- _Short problem_
Can you quote the lines below exactly, starting at the line with "find the tower structure" and going through the last one?

- _Recorded information_
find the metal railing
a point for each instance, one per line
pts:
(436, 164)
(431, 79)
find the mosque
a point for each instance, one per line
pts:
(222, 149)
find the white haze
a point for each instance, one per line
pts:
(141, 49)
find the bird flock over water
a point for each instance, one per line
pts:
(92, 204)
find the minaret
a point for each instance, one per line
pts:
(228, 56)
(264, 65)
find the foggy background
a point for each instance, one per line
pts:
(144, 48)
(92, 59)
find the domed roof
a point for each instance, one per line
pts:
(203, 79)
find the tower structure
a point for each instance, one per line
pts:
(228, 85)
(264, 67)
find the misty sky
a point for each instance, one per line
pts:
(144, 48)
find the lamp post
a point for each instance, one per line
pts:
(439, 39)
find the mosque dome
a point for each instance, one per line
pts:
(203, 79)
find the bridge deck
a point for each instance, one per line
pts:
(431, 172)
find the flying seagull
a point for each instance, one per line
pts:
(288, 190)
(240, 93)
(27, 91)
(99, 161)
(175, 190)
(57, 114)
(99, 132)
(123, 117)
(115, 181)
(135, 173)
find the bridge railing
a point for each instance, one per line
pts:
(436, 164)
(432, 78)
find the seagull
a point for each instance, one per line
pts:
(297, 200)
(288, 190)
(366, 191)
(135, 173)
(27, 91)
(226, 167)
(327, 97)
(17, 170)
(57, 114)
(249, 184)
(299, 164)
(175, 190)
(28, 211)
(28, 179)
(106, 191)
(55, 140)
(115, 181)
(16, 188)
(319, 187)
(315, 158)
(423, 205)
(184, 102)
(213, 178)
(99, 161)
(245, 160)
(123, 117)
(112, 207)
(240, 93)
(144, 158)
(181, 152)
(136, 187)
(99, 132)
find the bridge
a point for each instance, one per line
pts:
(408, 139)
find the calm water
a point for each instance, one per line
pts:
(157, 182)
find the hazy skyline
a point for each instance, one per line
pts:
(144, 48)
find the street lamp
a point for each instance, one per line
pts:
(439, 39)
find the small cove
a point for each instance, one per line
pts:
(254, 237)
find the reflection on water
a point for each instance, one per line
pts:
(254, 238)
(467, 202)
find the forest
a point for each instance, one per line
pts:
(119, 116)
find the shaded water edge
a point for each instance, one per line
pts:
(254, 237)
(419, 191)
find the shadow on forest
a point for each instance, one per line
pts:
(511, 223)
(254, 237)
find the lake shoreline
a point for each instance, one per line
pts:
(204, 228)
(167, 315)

- _The result_
find the tower structure
a point for each instance, one per line
pts:
(228, 85)
(264, 67)
find the misty sky
a point for each instance, one per line
pts:
(144, 48)
find the lamp post
a point for each instance, one per line
pts:
(439, 39)
find the mosque dome
a point for each instance, one per line
pts:
(203, 79)
find the bridge deck
a point for each instance, one per line
pts:
(431, 172)
find the flying seagull
a point for each instance, one per line
pts:
(288, 190)
(240, 93)
(27, 91)
(99, 161)
(175, 190)
(57, 114)
(99, 132)
(123, 117)
(115, 181)
(135, 173)
find the bridge railing
a point for each instance, one per line
pts:
(436, 164)
(432, 78)
find the seagull
a point for each instance, one per line
pts:
(297, 200)
(288, 190)
(366, 191)
(135, 173)
(27, 91)
(226, 167)
(327, 97)
(17, 170)
(57, 114)
(249, 184)
(299, 164)
(175, 190)
(28, 211)
(28, 179)
(106, 191)
(55, 140)
(115, 181)
(16, 188)
(319, 187)
(315, 158)
(423, 205)
(184, 102)
(213, 178)
(99, 161)
(245, 160)
(123, 117)
(112, 207)
(240, 93)
(144, 158)
(181, 152)
(136, 187)
(99, 132)
find the bridge
a point for each instance, one per line
pts:
(408, 139)
find the calm water
a point for each instance, one per line
pts:
(157, 182)
find the hazy skyline
a point for each instance, one per line
pts:
(144, 48)
find the street lamp
a point for each instance, one per line
pts:
(439, 39)
find the small cove
a point for each instance, one per line
pts:
(254, 237)
find the reflection on water
a point for each instance, one per line
pts:
(254, 238)
(467, 202)
find the forest
a point for each instance, one per line
pts:
(119, 116)
find the shaded water edge
a point for each instance, one per line
pts:
(254, 237)
(419, 191)
find the shadow on forest
a point for each instance, one per line
pts:
(511, 223)
(254, 237)
find the lake shoreline
a point for each instance, one per line
pts:
(204, 228)
(167, 315)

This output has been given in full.